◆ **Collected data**
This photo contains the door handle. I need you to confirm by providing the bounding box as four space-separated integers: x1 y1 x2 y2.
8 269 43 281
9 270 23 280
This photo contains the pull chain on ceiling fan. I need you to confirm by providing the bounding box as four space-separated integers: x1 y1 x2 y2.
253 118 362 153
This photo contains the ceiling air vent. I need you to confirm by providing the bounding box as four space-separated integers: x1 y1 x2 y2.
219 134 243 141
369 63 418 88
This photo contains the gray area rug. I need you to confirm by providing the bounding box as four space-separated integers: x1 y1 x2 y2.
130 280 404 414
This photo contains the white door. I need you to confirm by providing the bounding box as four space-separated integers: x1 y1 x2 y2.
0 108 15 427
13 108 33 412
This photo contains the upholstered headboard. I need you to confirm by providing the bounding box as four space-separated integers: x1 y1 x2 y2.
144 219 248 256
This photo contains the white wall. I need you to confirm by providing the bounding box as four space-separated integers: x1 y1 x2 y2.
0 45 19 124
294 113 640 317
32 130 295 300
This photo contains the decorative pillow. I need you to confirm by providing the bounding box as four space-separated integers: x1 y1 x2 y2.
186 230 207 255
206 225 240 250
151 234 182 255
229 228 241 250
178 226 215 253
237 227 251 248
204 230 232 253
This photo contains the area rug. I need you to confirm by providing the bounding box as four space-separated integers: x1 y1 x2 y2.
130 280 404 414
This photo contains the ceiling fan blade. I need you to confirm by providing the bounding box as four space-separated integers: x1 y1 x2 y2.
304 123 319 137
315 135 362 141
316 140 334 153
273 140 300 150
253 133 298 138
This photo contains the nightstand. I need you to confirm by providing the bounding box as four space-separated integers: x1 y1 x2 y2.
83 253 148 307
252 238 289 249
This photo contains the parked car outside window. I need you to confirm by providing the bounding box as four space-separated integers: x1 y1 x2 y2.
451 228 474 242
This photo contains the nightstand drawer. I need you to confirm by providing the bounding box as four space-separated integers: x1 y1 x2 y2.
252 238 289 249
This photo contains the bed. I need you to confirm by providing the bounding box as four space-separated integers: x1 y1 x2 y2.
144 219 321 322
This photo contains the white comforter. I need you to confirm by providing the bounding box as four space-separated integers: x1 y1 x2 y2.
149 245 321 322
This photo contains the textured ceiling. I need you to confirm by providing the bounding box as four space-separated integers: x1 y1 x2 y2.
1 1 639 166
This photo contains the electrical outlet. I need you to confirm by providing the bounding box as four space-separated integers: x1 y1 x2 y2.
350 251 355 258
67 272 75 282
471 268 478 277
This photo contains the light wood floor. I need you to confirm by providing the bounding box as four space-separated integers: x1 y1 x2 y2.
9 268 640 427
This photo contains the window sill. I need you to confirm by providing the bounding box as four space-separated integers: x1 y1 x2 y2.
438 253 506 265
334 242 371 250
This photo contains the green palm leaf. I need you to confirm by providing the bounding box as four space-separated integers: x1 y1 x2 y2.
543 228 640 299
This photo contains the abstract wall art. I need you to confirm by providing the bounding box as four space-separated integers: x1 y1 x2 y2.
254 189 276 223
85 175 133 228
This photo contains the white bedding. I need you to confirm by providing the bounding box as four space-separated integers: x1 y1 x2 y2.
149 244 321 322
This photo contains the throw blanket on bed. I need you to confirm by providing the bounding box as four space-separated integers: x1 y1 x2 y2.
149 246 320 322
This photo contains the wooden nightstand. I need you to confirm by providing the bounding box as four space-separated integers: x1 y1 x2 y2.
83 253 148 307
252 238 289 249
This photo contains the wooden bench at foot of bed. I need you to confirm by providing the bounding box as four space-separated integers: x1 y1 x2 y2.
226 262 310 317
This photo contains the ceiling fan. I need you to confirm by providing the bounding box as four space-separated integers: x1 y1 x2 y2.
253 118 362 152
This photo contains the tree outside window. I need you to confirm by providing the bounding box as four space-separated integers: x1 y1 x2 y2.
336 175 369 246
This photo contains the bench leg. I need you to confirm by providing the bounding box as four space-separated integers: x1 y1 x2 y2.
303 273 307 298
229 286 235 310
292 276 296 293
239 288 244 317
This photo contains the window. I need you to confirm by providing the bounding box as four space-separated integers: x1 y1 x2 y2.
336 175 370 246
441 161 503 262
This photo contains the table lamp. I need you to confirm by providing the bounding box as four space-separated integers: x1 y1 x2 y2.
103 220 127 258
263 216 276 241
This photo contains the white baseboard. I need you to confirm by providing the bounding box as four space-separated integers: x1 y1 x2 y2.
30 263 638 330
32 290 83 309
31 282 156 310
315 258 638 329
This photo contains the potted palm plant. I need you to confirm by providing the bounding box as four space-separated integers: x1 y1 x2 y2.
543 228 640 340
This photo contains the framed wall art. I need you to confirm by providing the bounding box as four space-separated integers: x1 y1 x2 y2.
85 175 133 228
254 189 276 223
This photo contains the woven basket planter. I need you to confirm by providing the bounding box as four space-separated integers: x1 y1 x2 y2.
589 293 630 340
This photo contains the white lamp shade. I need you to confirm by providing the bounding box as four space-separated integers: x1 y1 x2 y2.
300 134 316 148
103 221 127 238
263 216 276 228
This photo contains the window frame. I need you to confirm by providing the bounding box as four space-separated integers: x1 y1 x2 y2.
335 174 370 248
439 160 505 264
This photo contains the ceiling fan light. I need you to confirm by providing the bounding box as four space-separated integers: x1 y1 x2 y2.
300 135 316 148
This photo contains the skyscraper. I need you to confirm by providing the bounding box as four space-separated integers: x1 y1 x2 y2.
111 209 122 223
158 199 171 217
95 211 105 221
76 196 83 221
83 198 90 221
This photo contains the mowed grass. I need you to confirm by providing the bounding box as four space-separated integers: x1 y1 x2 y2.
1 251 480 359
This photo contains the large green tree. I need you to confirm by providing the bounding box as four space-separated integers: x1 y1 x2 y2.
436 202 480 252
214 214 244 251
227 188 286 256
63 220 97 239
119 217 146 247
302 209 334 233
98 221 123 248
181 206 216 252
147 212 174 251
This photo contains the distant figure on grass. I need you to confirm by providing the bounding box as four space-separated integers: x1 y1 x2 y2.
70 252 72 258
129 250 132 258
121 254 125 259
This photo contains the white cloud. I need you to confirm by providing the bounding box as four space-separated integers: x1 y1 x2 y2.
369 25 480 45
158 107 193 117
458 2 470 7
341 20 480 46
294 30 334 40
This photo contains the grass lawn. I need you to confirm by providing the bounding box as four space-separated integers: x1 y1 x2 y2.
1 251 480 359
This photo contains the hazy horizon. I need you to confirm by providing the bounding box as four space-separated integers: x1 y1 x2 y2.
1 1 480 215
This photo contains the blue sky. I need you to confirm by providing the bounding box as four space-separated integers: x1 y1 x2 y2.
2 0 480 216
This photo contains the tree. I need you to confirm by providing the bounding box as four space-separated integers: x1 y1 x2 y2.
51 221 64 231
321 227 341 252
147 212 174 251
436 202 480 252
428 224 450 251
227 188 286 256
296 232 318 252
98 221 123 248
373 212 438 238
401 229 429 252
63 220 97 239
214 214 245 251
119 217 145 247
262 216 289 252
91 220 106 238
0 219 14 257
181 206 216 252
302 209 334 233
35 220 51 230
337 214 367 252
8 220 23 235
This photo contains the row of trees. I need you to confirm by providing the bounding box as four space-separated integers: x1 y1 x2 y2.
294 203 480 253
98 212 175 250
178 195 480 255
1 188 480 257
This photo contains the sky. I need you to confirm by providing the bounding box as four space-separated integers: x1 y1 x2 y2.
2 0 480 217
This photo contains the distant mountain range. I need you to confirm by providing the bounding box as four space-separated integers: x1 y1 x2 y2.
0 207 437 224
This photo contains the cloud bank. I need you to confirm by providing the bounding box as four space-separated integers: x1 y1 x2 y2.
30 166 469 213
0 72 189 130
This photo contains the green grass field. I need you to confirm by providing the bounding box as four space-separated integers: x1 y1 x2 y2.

◆ **Work instructions**
Repeat exactly the lines from the line containing "This photo contains the blue" through the last line of the records above, including both, and nothing else.

◆ **Finished task**
This photo contains the blue sky. I need you to confirm by providing the bounding box as four space-separated integers: x1 y1 x2 y2.
2 0 480 216
This photo contains the tree. I need you to confirm by providing the bounding box as four space-separated integers: x1 y1 x2 y2.
51 221 64 231
321 227 341 252
147 212 174 251
436 202 480 252
428 224 450 251
227 188 286 256
296 232 318 252
98 221 123 248
373 212 438 238
401 229 429 252
63 220 97 239
214 214 245 251
119 217 145 247
262 216 289 252
91 220 106 238
0 219 14 257
181 206 216 252
302 209 334 233
35 220 51 230
337 214 367 252
8 220 23 235
This photo contains the row of trees. I need you to confirm by providing the bounding box as four space-separated integers: x1 y1 x2 y2.
294 203 480 253
98 212 175 250
178 195 480 255
1 188 480 257
This photo contains the sky. I need you to confirm by providing the bounding box as four space-separated integers: x1 y1 x2 y2.
2 0 480 217
This photo contains the distant mountain range. I need you to confirm by providing the bounding box as four space-separated integers: x1 y1 x2 y2.
0 207 437 224
This photo contains the cloud bank. I need you to confirm by providing the bounding box as four space-separated integers: x1 y1 x2 y2.
30 166 469 213
0 72 189 130
This photo contains the green grass field. I need you to confirm by providing the bounding box as four space-separated integers: x1 y1 x2 y2.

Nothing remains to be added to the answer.